* _EXCERPT_:
= Beginning of Section =
Practical Steps for Turning Big Health Innovation Ideas Into Reality

by | May 11, 2017

Every year, the health IT industry follows a pattern. HIMSS inspires us, our heads and notebooks filled with visions of The Next Big Thing that will change healthcare delivery. But shortly after arriving home, catching up on sleep, and reintroducing vegetables to our diet, we return to the stark reality of trying to change healthcare delivery.

At the recent MIT Sloan Healthcare and Bioinnovations Conference, Dr. Holly Oh, CMO at Dimock Community Health Center in Roxbury, Mass., described a common occurrence at her facility. When patients are hospitalized at one of Dimock’s partners – not a rare occurrence for a community hospital mere miles from downtown Boston – relevant Dimock staff receive a fax, an email, and a notification via Mass HIway, the Bay State’s health information exchange (HIE) entity.

Dr. Oh said all three modalities are necessary because none of the three, on its own, is reliable enough. Speaking to the crowd of investors and inventors, she asked, “Why not try to fix that?”

The simple answer is that many of healthcare’s problems are not sexy. Better geriatric care, incremental behavior change, sensible insurance purchasing, and streamlined notifications would make a dramatic dent in the nation’s $3.2 trillion healthcare bill; sadly, none can be pitched as the “Uber for healthcare” panacea that every investor seems to fawn over.

The more complicated answer is that the purported solutions to so many of healthcare’s problems seem to be based on a series of assumptions that we have all heard, or even said ourselves. None of these assumptions have much merit. (See Table below.)

If there’s a unifying theme to these assumptions, besides snarky pessimism, it’s that they all focus on The System rather than The People. Meaningful use, insurance reform, value-based care, population health, artificial intelligence, cognitive computing – all aim to change The System without making real accommodations for The People who deliver care, receive care, and pay for care. The industry even treats social determinants of health primarily as a metric to add to a risk score, not as a worthwhile thing to discuss before sending patients on their way.

As a recent examination of the digital health market in The Economist concluded: “[I]t is worth remembering that the biggest winners from digital health care will be the patients who receive better treatment, and those who avoid becoming patients at all.”

As we look to bring to bear our own idea for The Next Big Thing, the journalist in me suggests honing in on the 5 Ws, plus an H:

  • Who is going to use this solution? Design for patients is different than design for physicians – a lesson portal developers never learned.
  • What problem does it intend to solve? A solution that tries to be all things to all people is unlikely to work – a lesson that care management vendors are beginning to learn.
  • Where, in what setting, will the solution be used? Again, design for the hospital is different than design for the PCP office, the post-acute care facility, or the home.
  • When will the solution be used? All too often, healthcare fails to design solutions for people at their worst – patients or physicians alike who seek information when they are sick, confused, burned out, or all of the above.
  • Why use this solution instead of countless others? Follow the advice of AiCure CEO Adam Hanina (who also spoke at the MIT event) and put the value proposition in clear terms – not the technical stuff but, rather, “Do you have any idea how many of your patients take their medications?”
  • How will this solution make a difference? Forget The System. Remember The People. (Can we put that on a T-shirt?)

Yes, framing your idea this way will likely make it less sexy. However, answering these questions will help turn your idea into a more concrete solution that best addresses the needs of the individuals living, working, and experiencing the healthcare system. Even reliable notifications about patient hospitalizations will have an impact.
= End of Section =
* _PROVIDED MATERIAL_:
= Beginning of Section =
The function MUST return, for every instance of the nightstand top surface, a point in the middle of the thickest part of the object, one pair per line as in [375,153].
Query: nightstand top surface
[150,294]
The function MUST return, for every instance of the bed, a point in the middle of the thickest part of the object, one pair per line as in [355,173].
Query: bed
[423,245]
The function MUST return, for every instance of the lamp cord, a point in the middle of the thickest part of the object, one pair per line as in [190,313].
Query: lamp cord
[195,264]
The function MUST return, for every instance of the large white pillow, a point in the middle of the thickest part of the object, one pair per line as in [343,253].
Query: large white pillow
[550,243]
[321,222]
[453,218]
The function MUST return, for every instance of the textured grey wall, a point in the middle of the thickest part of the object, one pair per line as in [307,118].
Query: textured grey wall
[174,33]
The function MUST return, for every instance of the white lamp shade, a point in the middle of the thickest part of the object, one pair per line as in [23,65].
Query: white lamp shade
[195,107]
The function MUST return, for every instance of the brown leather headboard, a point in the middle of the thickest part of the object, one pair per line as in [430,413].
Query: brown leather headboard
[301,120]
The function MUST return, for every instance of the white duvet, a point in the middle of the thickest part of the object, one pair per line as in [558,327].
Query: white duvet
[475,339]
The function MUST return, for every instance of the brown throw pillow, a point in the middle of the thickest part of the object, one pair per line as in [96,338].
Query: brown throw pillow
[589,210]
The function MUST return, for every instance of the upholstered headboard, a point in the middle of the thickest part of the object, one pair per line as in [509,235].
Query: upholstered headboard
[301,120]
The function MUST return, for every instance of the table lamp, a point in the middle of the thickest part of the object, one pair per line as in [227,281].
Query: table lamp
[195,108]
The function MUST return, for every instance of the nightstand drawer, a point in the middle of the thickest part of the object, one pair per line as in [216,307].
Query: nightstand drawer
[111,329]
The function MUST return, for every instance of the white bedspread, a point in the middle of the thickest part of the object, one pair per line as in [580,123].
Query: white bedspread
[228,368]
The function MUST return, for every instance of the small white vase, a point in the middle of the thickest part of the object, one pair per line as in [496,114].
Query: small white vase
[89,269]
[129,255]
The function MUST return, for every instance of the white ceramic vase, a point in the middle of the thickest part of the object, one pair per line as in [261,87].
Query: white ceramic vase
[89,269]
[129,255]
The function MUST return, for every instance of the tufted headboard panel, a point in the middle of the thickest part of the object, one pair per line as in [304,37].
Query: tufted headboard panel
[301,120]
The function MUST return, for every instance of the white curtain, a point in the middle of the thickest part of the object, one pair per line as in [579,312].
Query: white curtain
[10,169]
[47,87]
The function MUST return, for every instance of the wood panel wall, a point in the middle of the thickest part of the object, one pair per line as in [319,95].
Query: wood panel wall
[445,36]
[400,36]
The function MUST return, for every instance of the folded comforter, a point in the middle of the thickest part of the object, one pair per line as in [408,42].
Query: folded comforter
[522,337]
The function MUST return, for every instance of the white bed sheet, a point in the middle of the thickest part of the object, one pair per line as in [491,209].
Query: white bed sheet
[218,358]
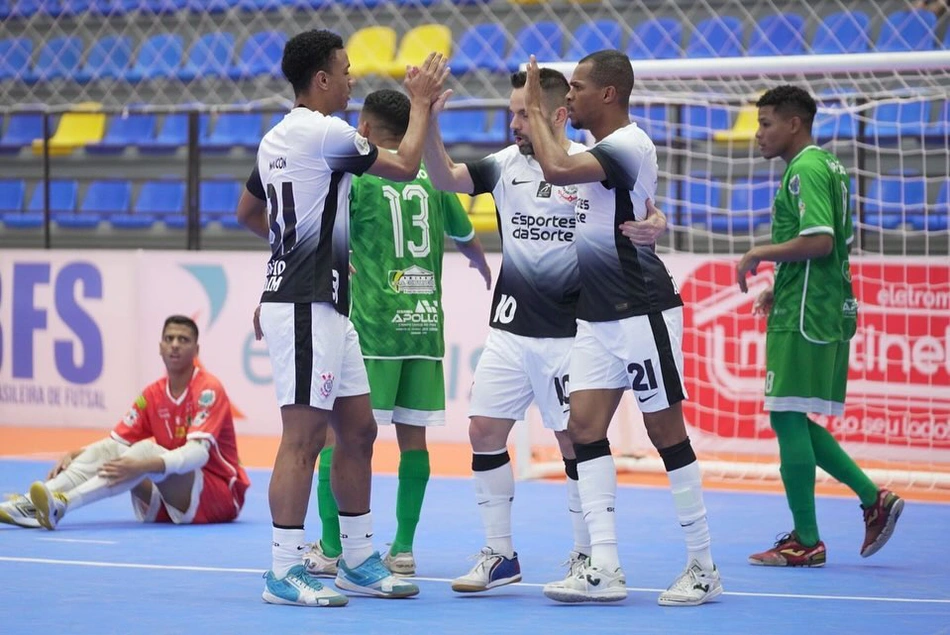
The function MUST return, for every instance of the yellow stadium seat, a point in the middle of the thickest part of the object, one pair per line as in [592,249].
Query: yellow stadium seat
[747,122]
[417,44]
[371,51]
[77,128]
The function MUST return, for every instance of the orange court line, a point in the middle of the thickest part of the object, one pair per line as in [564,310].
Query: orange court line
[447,459]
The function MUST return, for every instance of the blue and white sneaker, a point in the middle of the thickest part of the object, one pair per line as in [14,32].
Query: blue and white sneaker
[373,578]
[299,588]
[491,570]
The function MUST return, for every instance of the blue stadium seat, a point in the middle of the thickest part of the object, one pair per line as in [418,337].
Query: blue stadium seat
[716,37]
[160,56]
[260,55]
[481,47]
[656,39]
[108,59]
[900,119]
[594,36]
[782,34]
[15,54]
[843,32]
[654,120]
[234,130]
[700,122]
[544,40]
[124,132]
[890,198]
[22,129]
[59,58]
[210,56]
[907,31]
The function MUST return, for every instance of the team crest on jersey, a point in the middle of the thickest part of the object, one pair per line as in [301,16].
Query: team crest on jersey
[795,185]
[206,398]
[414,280]
[327,386]
[568,193]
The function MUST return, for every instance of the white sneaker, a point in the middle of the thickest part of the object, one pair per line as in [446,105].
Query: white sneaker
[491,570]
[50,506]
[589,583]
[695,586]
[402,564]
[318,563]
[18,510]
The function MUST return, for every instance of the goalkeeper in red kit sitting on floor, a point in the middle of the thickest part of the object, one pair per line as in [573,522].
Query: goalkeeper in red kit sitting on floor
[175,450]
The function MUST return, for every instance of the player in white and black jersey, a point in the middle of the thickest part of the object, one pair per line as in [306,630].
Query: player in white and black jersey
[532,319]
[629,328]
[298,197]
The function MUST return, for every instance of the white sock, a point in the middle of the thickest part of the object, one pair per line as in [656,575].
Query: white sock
[581,535]
[687,486]
[287,550]
[356,535]
[597,484]
[494,493]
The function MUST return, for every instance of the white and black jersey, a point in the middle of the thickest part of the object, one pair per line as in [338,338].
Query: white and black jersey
[304,167]
[538,285]
[620,279]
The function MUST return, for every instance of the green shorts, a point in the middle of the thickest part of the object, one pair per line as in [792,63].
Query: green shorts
[804,377]
[410,391]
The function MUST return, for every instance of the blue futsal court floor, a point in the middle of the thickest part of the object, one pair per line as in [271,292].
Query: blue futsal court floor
[102,572]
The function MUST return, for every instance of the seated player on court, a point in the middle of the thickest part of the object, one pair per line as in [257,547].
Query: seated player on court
[175,449]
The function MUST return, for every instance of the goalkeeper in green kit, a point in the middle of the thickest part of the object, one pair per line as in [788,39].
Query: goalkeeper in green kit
[812,315]
[396,238]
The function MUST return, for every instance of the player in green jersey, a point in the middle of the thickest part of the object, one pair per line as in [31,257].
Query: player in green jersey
[396,238]
[812,315]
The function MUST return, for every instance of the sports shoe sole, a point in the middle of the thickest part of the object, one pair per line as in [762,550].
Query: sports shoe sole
[888,530]
[339,600]
[466,587]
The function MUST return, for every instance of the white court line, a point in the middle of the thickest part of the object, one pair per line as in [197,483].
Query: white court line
[175,567]
[91,542]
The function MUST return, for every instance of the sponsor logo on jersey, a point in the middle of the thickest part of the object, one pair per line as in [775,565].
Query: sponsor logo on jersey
[414,280]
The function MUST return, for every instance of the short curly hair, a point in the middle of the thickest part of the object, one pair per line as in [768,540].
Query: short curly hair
[307,53]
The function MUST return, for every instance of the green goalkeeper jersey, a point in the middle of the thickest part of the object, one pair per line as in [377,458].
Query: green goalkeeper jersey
[396,238]
[814,297]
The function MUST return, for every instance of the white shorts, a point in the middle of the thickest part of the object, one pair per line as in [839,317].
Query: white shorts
[314,352]
[644,352]
[514,370]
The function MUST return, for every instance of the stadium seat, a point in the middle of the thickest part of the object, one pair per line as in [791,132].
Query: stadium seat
[22,129]
[260,55]
[594,36]
[76,129]
[898,119]
[160,56]
[234,130]
[481,47]
[210,56]
[371,50]
[782,34]
[907,31]
[716,37]
[842,32]
[890,198]
[125,131]
[108,59]
[656,39]
[58,59]
[417,44]
[544,40]
[15,54]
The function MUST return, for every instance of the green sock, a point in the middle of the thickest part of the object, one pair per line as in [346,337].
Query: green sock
[326,503]
[833,459]
[413,477]
[797,458]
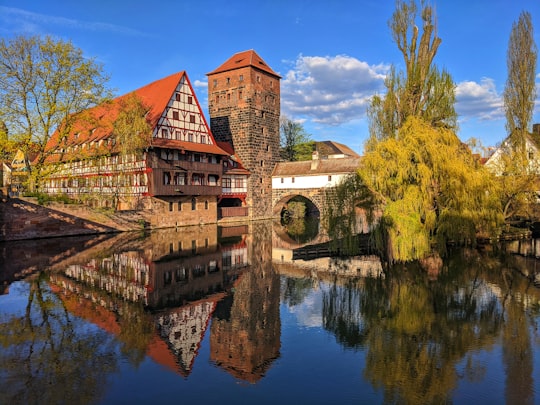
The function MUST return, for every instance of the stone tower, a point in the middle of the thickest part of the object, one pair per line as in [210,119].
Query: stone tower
[244,106]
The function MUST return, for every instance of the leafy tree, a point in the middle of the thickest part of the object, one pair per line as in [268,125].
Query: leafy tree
[422,90]
[131,129]
[516,169]
[7,147]
[426,182]
[292,135]
[520,89]
[43,84]
[432,190]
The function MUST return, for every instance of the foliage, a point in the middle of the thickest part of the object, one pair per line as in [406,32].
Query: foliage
[341,219]
[520,89]
[304,151]
[130,128]
[43,83]
[422,91]
[292,135]
[432,190]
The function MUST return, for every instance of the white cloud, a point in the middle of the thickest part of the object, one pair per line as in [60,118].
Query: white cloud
[25,21]
[330,90]
[200,83]
[479,100]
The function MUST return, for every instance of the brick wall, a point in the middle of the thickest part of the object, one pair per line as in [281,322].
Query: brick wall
[246,113]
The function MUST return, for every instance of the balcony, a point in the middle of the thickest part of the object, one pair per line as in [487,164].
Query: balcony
[190,189]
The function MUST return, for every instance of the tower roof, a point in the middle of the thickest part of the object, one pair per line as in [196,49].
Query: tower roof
[244,59]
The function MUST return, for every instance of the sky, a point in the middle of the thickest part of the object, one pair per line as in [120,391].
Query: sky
[332,56]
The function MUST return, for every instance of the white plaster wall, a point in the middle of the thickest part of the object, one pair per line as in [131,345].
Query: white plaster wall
[314,181]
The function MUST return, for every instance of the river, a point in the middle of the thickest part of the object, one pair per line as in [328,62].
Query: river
[214,315]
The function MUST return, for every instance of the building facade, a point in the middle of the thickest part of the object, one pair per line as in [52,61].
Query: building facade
[244,107]
[176,174]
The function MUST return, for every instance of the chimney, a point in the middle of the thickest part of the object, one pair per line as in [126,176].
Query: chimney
[314,160]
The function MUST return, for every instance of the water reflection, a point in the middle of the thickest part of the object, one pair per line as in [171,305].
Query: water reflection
[95,303]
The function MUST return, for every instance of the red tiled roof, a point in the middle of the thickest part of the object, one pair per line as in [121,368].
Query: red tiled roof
[96,124]
[191,146]
[244,59]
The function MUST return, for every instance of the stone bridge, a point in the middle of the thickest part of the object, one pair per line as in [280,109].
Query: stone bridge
[280,198]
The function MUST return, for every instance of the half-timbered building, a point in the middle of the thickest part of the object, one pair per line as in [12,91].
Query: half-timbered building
[177,171]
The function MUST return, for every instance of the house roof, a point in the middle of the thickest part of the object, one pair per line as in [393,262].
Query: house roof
[326,148]
[96,124]
[244,59]
[316,167]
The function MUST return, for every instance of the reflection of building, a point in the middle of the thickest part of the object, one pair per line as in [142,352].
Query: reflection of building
[245,332]
[183,329]
[181,274]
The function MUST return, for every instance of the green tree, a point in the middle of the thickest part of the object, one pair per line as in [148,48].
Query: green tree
[131,129]
[520,89]
[293,136]
[432,190]
[422,90]
[43,84]
[426,184]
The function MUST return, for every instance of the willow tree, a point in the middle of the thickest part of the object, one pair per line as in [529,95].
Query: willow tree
[432,191]
[421,90]
[516,168]
[426,182]
[44,83]
[520,88]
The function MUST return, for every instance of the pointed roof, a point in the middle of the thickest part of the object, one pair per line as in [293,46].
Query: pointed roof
[244,59]
[96,123]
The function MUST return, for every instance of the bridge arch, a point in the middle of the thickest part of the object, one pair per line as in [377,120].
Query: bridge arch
[280,200]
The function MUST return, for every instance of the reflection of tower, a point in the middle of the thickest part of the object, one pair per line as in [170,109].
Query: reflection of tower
[245,331]
[244,106]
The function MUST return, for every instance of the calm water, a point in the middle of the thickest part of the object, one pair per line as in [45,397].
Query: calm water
[223,315]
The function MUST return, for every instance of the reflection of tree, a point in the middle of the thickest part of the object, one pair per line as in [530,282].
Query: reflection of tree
[295,290]
[417,331]
[47,345]
[303,230]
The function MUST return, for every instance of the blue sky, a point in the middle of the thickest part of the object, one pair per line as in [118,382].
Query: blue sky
[332,55]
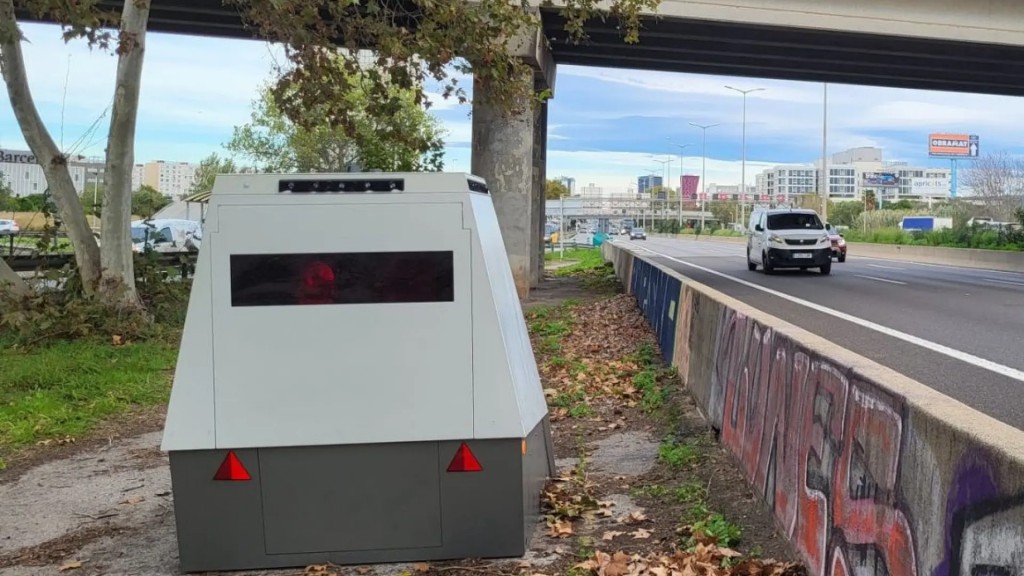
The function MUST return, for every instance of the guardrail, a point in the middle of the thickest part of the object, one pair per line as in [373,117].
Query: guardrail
[865,469]
[1005,260]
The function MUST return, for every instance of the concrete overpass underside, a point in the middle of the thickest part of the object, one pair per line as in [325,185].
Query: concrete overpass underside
[974,46]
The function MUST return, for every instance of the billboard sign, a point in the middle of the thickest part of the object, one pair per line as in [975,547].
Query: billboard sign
[16,157]
[688,183]
[943,145]
[930,187]
[881,179]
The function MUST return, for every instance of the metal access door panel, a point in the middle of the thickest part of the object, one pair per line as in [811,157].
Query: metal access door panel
[344,498]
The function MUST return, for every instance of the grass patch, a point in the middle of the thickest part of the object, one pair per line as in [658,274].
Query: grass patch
[589,266]
[678,455]
[66,388]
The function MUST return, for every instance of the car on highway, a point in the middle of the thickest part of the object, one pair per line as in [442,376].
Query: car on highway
[787,238]
[837,241]
[8,228]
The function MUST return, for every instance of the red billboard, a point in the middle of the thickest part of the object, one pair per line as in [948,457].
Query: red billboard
[688,183]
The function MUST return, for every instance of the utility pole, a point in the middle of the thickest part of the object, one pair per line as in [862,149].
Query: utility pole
[704,167]
[742,177]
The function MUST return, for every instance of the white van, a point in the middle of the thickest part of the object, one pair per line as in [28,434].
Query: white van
[787,238]
[166,235]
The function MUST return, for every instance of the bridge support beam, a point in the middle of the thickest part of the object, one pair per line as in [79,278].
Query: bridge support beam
[505,155]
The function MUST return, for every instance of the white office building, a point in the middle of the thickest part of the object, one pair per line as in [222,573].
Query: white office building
[851,174]
[25,176]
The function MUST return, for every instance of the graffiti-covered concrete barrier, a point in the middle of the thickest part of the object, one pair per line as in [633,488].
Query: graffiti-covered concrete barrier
[866,470]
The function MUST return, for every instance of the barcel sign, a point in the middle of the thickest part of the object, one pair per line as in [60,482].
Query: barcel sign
[16,157]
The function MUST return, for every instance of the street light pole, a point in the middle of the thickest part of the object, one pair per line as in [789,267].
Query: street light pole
[680,195]
[824,152]
[704,167]
[742,177]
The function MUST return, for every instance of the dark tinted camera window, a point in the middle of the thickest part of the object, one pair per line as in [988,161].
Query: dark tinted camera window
[350,278]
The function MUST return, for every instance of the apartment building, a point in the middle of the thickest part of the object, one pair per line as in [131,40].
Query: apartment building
[852,173]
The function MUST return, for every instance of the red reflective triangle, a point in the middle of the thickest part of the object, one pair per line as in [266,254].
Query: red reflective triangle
[231,468]
[464,461]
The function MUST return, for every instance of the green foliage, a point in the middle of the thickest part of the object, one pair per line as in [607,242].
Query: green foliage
[65,388]
[206,175]
[147,201]
[414,41]
[553,190]
[677,455]
[407,138]
[717,528]
[31,203]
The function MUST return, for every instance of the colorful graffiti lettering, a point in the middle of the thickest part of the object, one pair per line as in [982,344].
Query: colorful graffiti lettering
[822,449]
[984,532]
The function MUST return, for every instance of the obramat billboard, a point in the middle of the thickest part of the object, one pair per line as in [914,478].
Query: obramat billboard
[942,145]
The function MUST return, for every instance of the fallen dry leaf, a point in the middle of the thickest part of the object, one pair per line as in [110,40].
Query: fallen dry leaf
[728,552]
[70,565]
[640,534]
[560,529]
[633,518]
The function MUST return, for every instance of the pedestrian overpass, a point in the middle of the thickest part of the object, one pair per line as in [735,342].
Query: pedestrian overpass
[967,46]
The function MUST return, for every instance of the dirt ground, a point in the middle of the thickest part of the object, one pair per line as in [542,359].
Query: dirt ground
[639,475]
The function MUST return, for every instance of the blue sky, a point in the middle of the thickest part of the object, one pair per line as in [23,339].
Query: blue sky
[605,126]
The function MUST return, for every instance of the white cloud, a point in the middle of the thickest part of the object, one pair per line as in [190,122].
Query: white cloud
[615,171]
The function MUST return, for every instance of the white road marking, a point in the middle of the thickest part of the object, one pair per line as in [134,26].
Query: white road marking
[1010,282]
[881,279]
[928,344]
[950,266]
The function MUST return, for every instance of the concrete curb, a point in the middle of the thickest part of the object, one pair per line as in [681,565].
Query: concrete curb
[1001,260]
[846,452]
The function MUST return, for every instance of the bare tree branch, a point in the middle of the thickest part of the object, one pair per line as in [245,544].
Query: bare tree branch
[53,162]
[117,256]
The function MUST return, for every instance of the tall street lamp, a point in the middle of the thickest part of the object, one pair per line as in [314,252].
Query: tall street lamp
[665,164]
[704,166]
[680,195]
[742,177]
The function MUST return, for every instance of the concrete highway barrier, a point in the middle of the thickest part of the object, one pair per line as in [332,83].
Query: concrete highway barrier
[865,470]
[1006,260]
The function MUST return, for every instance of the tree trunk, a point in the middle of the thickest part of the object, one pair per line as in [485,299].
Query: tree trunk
[53,162]
[7,275]
[116,253]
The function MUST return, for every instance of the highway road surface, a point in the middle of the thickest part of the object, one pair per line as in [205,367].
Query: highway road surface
[960,331]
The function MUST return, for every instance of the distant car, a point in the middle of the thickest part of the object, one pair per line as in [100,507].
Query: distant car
[8,228]
[838,243]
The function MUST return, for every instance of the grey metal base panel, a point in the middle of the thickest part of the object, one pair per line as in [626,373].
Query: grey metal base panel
[357,503]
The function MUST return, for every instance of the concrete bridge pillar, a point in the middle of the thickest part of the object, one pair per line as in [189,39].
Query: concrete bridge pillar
[506,155]
[540,178]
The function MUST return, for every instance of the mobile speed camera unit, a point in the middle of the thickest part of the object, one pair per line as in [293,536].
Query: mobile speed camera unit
[355,382]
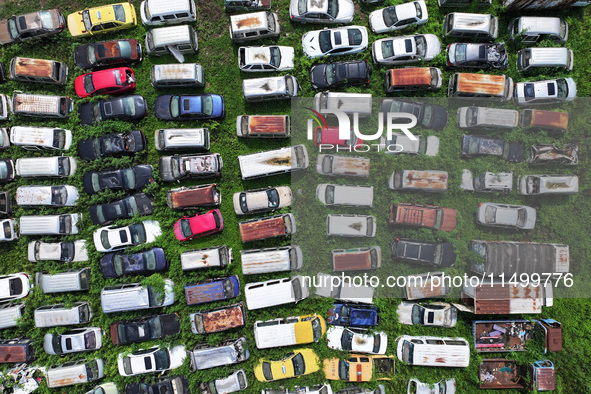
= End of Section =
* _WHAT THIS TASK INVOLVES_: Reproduce word for word the passage of the health innovation article that opens with "by | May 11, 2017" and closes with "to change healthcare delivery.".

* _ANSWER BOX_:
by | May 11, 2017

Every year, the health IT industry follows a pattern. HIMSS inspires us, our heads and notebooks filled with visions of The Next Big Thing that will change healthcare delivery. But shortly after arriving home, catching up on sleep, and reintroducing vegetables to our diet, we return to the stark reality of trying to change healthcare delivery.